PROBLEM A
Identify each line in the rows below that contains the word "road", and copy every such line. Case counts.

TEXT SECTION
However, there is a alternative way of looking at a cascode operation that is much more intuitive. Think of a cascode transistor (for the purposes of the present discussion) not as a common base amplifier, but instead as an emitter follower. This cascode transistor is now acting as the load for the input transistor. Now the output impedance of an emitter follower is simply 25 / Ibias(mA).
So let's look at a typical input stage, and compare a cascode with a non-cascode. The non-cascode input transistor would have a load that would typically be in the thousands of ohms (depending on the chosen resistor value). But when we put the cascode on, the input transistor now sees a load in the tens of ohms (depending on the bias current chosen). This much lower load has two effects:
1) It changes the slope of the load line drawn across the characteristic curves. The non-cascode will have a diagonal load line cutting across the curves, while the cascode's load line will be nearly vertical.
To make a graphical check of the linearity, we simply plot the distance between each intersection of the load line and each characteristic curve. The ideal amplifier would have perfectly equal spacing between each curve. In that case, the output current would be exactly proportional to the input signal and there would be no distortion.
I invite you to take a graph of a transistor's characteristic curves and plot a few load lines, both vertical (as for a cascode) and diagonal (as for a non-cascode). Very quickly you will see that there is no distinct advantage one way or the other with regards to linearity (uniformity of spacing between intersections).
2) The other thing that happens with a cascode is that the "emitter follower" load essentially "clamps" the collector of the input transistor at a fixed voltage. This means that there is very little voltage gain in the input stage. It is this lack of voltage gain the results in the lack of Miller effect.
Remember that the Miller effect multiplies the base-collector capacitance by the gain of the stage. But what is often overlooked is that the base-collector capacitance varies markedly with the emitter-collector voltage across the device; i.e., it is a non-linear capacitance. Cascoding reduces this non-linear capacitance in two ways. By minimizing the variation in emitter-collector voltage, the base-collector capacitance is stabilized. And then since there is no voltage gain in the input stage, there is no multiplication of the base-collector capacitance. When a high impedance source is combined with a non-linear input capacitance, there will be distortion at high frequencies. This is *not* due to the lack of linearity of the non-cascoded circuit per se, but rather to the interaction of the imperfect signal source and the non-linear input capacitance.

GIVEN DATA
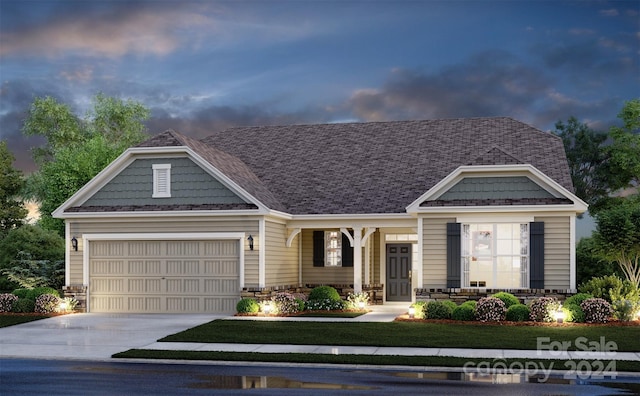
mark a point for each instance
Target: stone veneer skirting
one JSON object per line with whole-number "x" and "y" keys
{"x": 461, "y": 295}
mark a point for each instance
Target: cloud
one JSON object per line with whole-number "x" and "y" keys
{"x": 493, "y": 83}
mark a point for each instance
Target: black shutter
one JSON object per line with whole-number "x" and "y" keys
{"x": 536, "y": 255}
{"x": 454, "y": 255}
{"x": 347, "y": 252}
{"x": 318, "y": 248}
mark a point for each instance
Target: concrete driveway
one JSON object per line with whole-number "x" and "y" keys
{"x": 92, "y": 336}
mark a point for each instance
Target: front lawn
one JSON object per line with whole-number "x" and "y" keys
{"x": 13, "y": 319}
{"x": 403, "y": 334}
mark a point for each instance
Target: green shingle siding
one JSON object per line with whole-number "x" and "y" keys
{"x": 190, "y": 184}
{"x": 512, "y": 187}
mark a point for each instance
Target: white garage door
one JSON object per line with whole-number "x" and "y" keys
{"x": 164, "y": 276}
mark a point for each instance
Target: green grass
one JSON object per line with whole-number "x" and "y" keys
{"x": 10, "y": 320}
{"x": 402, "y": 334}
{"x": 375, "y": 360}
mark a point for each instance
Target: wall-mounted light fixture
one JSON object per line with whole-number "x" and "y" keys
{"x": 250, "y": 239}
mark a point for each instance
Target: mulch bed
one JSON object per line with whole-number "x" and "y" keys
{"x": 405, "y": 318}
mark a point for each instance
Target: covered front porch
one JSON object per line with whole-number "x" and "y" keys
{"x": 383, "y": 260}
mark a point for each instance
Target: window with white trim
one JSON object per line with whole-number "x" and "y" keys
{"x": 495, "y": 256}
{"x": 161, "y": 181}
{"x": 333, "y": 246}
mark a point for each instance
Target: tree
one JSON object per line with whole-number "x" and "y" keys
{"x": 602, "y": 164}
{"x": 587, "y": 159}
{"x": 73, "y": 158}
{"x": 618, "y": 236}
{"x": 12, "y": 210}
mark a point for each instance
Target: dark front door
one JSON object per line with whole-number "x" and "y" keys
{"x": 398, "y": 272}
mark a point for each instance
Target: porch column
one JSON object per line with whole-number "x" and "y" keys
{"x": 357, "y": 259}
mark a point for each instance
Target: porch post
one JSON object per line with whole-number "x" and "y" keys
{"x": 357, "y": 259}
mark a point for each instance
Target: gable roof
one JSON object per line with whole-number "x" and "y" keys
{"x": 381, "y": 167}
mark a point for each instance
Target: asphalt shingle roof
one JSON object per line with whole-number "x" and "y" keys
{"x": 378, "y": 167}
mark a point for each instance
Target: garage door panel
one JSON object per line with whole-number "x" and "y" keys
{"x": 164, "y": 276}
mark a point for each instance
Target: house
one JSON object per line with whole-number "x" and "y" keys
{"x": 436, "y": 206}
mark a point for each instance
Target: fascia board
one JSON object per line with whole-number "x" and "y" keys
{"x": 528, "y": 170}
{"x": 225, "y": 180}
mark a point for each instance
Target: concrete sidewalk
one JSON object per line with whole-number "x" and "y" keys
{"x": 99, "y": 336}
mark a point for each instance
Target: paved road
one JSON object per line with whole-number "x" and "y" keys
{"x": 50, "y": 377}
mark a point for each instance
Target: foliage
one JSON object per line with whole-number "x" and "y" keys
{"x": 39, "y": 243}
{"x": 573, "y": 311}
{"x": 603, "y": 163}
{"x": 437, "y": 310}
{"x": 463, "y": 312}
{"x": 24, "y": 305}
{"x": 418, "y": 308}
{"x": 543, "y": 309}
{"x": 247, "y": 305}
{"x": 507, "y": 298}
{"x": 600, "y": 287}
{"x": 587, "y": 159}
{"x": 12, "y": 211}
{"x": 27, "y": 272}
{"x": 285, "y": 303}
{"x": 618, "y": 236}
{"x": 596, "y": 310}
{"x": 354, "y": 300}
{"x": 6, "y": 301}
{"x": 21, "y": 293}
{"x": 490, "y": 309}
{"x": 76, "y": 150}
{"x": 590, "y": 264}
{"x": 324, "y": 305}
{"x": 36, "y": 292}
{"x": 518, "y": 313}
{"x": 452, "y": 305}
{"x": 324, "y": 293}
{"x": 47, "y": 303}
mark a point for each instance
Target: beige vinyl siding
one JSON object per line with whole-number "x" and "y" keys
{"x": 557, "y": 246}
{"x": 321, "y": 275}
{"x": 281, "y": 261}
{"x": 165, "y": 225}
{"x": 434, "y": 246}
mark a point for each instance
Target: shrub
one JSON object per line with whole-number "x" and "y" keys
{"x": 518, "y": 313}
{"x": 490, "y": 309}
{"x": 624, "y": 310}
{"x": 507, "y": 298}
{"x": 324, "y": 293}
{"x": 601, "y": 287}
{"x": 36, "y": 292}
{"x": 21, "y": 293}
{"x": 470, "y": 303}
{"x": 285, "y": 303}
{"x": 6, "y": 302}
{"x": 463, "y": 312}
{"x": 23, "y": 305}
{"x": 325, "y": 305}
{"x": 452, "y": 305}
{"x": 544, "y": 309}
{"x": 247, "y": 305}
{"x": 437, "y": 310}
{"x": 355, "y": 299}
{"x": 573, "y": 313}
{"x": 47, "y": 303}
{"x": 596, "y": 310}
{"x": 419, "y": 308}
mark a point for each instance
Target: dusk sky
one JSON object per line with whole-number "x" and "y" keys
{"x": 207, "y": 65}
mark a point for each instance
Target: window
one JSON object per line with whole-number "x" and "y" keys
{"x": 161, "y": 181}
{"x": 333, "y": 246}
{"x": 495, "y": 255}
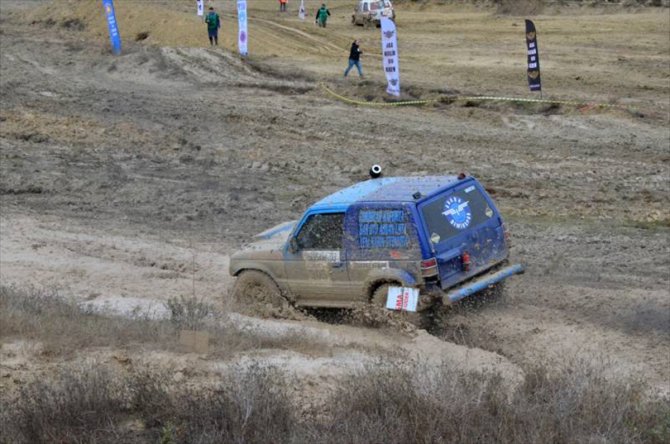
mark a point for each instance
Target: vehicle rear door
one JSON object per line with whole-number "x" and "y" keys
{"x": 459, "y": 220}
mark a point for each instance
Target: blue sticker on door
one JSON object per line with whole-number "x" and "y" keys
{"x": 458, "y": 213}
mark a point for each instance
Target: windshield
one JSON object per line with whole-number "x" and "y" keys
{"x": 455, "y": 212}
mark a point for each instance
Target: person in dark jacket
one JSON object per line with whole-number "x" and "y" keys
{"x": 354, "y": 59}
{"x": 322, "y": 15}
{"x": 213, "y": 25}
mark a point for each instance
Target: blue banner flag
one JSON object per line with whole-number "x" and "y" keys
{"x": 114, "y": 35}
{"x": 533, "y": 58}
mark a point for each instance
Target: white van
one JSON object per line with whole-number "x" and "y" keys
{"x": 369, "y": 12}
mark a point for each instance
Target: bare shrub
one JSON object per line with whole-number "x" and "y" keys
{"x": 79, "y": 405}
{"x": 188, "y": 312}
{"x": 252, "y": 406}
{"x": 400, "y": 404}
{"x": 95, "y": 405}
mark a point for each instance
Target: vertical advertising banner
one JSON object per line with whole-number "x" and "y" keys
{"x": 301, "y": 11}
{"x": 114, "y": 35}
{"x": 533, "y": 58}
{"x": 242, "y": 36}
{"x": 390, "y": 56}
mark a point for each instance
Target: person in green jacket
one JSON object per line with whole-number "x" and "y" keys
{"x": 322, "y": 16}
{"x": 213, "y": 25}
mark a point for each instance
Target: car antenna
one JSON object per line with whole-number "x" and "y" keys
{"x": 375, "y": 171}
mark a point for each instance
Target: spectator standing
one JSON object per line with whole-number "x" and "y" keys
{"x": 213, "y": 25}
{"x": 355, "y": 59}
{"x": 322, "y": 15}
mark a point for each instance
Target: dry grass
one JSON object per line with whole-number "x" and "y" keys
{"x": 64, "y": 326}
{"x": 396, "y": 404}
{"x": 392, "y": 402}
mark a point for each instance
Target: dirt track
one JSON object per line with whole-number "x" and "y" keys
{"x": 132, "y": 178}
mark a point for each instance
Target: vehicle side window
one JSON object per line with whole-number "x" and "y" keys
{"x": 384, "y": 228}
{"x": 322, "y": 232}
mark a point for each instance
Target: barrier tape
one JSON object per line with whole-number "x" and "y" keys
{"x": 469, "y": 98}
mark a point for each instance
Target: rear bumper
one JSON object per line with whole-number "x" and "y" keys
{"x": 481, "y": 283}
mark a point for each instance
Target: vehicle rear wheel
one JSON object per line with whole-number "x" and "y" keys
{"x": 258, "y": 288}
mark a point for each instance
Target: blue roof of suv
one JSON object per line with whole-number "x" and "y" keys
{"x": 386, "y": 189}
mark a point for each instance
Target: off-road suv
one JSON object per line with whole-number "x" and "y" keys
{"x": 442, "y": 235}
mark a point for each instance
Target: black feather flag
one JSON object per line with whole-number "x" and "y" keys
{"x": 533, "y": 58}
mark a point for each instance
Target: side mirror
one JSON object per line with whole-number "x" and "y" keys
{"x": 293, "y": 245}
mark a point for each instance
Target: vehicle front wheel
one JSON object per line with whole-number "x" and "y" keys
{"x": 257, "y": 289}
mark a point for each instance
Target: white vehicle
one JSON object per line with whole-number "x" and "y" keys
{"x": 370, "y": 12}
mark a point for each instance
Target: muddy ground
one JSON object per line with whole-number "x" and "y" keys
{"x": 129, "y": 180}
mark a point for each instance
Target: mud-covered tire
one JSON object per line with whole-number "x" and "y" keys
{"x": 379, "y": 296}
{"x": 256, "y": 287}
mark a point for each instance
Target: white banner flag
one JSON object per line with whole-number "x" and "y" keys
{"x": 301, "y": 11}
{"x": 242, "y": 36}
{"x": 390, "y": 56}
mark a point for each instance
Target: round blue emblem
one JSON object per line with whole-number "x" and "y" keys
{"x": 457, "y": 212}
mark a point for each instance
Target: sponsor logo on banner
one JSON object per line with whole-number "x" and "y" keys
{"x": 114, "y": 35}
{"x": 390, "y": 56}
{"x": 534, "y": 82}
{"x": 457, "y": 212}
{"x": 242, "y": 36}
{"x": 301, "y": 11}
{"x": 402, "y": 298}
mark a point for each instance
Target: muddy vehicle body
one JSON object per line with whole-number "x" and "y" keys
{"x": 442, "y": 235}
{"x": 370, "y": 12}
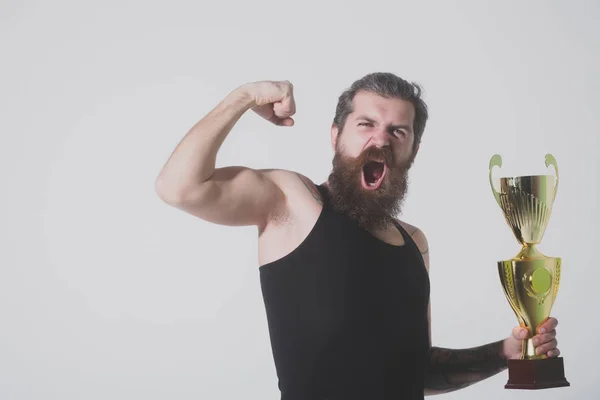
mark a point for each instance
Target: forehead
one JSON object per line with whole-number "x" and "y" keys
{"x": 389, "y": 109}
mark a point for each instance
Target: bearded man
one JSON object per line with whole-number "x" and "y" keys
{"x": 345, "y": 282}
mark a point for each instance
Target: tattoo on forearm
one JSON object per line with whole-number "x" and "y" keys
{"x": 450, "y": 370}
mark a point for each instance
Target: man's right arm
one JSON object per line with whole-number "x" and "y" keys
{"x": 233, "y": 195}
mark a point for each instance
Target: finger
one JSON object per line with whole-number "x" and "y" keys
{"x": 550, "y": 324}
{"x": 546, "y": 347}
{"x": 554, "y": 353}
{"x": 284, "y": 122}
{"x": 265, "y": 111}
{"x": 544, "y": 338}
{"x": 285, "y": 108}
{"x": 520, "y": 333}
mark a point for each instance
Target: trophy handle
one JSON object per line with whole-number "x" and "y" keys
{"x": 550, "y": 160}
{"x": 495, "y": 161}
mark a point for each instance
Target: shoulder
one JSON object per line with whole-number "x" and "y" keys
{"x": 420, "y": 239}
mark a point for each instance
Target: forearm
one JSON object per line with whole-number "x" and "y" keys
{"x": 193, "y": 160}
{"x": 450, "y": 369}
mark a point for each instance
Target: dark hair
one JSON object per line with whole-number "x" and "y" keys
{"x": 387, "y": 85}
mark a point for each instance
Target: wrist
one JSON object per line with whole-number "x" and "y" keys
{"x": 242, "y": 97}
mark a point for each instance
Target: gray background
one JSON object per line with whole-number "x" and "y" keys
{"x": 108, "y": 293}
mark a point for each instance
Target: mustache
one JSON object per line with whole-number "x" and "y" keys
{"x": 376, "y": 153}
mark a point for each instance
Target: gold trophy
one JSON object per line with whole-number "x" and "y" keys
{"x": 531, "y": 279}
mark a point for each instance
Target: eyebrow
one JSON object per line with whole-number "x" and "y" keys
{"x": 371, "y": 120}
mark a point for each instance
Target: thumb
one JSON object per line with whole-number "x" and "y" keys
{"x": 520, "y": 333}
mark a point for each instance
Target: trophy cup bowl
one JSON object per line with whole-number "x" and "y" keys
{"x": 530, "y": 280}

PROBLEM B
Extend the text on cascode transistors above by continuing on from its final sentence.

EXERCISE OUTPUT A
Target: paved road
Target: off-road suv

EXERCISE OUTPUT B
To summarize, I want to emphasize that I am *not* saying a cascode is bad, or that they should be avoided, or any such thing. It is a useful tool in our arsenal that has its place and should be used when appropriate. But I strongly disagree with those who claim that a cascode is "more linear" than a non-cascode. Instead, virtually any advantage in the linearity of the overall circuit is due to the linearization of the input capacitance. But remember that there are many other ways to linearize the input capacitance of a circuit besides a cascode. Each of those has, of course, its own advantages and disadvantages, and it is up to the designer to choose the one he feels is most suitable in a given application. Indeed, it is true for many situations there is no need to linearize the input capacitance at all.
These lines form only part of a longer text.